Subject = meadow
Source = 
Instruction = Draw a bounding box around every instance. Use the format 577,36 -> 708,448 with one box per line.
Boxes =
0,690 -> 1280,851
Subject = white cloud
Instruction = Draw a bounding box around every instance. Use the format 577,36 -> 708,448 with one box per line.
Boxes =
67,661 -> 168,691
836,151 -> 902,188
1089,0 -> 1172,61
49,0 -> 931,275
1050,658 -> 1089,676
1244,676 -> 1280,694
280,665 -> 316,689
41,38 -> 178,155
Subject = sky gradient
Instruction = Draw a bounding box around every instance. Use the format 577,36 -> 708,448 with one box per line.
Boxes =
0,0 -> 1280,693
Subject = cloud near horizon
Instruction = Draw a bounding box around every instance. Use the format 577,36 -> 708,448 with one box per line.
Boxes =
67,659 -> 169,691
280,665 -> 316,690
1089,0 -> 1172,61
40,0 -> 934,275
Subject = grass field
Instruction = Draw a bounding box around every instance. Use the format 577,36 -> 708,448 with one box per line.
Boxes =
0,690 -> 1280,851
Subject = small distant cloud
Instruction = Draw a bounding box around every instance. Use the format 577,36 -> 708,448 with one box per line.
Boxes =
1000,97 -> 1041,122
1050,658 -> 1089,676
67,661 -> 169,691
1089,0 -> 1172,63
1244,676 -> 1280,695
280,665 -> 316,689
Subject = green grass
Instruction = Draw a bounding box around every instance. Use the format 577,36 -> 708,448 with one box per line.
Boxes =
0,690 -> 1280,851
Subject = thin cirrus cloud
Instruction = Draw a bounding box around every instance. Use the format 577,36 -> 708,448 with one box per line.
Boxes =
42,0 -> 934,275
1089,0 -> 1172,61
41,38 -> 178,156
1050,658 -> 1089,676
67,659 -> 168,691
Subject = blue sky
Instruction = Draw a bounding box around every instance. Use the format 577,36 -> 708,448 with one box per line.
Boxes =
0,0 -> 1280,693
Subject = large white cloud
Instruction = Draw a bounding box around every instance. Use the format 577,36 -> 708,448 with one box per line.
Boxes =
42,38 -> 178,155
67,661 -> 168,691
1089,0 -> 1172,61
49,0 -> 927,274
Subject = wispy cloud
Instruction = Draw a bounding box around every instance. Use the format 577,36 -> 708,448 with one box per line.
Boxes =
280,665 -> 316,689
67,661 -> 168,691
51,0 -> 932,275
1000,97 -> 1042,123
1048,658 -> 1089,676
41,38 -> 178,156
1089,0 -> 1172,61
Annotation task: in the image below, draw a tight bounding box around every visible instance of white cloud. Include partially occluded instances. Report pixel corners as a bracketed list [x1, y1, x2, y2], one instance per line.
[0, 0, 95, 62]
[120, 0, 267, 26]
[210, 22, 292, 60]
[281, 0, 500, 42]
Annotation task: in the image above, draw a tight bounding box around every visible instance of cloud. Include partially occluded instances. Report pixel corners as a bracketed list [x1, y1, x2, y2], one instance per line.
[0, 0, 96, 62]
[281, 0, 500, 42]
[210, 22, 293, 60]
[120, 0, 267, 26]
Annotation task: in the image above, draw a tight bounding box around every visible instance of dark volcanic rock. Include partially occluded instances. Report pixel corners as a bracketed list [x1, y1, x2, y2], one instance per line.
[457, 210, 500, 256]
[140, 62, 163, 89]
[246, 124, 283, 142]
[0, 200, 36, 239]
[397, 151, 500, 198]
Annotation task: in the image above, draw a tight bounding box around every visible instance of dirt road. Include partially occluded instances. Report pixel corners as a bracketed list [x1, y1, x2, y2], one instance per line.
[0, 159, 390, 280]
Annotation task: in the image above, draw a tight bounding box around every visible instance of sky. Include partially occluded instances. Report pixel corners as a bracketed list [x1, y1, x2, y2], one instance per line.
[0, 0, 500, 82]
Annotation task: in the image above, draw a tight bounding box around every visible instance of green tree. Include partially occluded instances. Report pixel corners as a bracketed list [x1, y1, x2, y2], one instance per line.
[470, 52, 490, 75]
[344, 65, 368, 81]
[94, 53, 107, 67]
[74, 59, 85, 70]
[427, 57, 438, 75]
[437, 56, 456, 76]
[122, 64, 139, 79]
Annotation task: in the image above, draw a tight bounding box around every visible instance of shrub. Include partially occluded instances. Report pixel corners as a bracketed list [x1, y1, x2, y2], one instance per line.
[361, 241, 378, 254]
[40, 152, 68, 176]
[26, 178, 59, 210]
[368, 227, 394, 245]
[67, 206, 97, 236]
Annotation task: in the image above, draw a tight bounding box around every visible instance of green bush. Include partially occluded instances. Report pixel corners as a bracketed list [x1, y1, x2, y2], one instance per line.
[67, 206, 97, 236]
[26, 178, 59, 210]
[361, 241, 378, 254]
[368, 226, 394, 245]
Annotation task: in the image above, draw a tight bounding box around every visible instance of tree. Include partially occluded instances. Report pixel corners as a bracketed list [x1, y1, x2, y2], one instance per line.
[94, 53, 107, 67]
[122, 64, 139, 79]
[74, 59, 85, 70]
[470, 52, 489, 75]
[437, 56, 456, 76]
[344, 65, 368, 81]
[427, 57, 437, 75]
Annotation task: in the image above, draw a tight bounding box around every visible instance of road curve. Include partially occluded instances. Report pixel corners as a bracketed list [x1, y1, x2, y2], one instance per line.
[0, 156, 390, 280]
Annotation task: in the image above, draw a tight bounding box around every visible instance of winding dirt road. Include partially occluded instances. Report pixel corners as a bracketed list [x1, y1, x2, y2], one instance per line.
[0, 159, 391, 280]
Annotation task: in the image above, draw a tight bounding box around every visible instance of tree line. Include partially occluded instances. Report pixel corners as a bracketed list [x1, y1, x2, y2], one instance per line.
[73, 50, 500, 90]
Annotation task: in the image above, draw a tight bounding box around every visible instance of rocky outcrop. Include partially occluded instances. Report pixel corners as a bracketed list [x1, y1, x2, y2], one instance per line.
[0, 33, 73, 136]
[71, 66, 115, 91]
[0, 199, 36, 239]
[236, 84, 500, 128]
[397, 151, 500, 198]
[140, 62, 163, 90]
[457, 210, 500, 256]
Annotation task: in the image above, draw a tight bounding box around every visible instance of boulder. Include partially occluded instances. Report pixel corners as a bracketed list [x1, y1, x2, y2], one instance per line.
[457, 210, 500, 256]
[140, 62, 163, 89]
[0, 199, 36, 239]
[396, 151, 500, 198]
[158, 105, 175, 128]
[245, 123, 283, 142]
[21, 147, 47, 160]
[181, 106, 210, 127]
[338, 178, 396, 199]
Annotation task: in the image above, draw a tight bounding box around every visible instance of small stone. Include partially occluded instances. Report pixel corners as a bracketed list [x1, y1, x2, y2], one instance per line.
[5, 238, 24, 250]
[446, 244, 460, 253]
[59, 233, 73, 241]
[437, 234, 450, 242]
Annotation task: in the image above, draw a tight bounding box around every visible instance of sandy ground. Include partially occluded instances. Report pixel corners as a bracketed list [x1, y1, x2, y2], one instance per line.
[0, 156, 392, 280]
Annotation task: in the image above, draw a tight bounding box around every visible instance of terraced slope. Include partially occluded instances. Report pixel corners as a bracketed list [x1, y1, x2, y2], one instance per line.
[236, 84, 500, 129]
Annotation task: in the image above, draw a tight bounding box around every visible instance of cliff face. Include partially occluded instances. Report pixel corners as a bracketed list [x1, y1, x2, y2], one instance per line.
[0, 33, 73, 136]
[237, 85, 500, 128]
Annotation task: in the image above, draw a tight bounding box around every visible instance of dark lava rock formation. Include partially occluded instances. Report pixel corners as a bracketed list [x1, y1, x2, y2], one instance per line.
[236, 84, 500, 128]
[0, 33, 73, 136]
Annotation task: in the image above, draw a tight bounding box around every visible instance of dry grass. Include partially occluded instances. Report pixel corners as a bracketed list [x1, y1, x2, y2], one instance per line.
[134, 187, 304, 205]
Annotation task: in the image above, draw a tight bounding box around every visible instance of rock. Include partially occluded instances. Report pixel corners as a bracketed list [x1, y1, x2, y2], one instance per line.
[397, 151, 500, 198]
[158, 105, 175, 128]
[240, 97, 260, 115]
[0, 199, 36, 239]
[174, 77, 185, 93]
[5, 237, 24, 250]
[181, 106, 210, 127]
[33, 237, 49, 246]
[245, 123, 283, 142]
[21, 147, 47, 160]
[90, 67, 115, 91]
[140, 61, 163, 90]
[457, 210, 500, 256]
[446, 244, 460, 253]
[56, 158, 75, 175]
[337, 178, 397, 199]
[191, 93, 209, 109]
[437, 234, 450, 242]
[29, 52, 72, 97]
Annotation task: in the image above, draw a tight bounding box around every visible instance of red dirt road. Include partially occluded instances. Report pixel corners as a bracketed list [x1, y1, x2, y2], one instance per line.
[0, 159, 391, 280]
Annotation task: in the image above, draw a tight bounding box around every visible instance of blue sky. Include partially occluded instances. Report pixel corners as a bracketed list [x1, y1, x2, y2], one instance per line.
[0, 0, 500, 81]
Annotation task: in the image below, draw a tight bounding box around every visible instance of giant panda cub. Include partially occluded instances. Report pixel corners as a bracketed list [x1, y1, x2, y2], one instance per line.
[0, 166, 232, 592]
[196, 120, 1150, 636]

────

### Doel
Schrijf alsjeblieft alleen de rijen opnieuw uit, verzoeken inbegrepen: begin bij de rij met "instance of sky." en stop na de rij met "[0, 0, 500, 82]". Verhoog daarbij elke coördinaat in de antwoorden met 51.

### Resultaat van oefening
Annotation task: in the image above, draw a tight bounding box around every visible instance of sky. Include partially occluded instances. Report pixel corners as a bracketed list [x1, y1, x2, y2], one instance per line.
[51, 51, 551, 133]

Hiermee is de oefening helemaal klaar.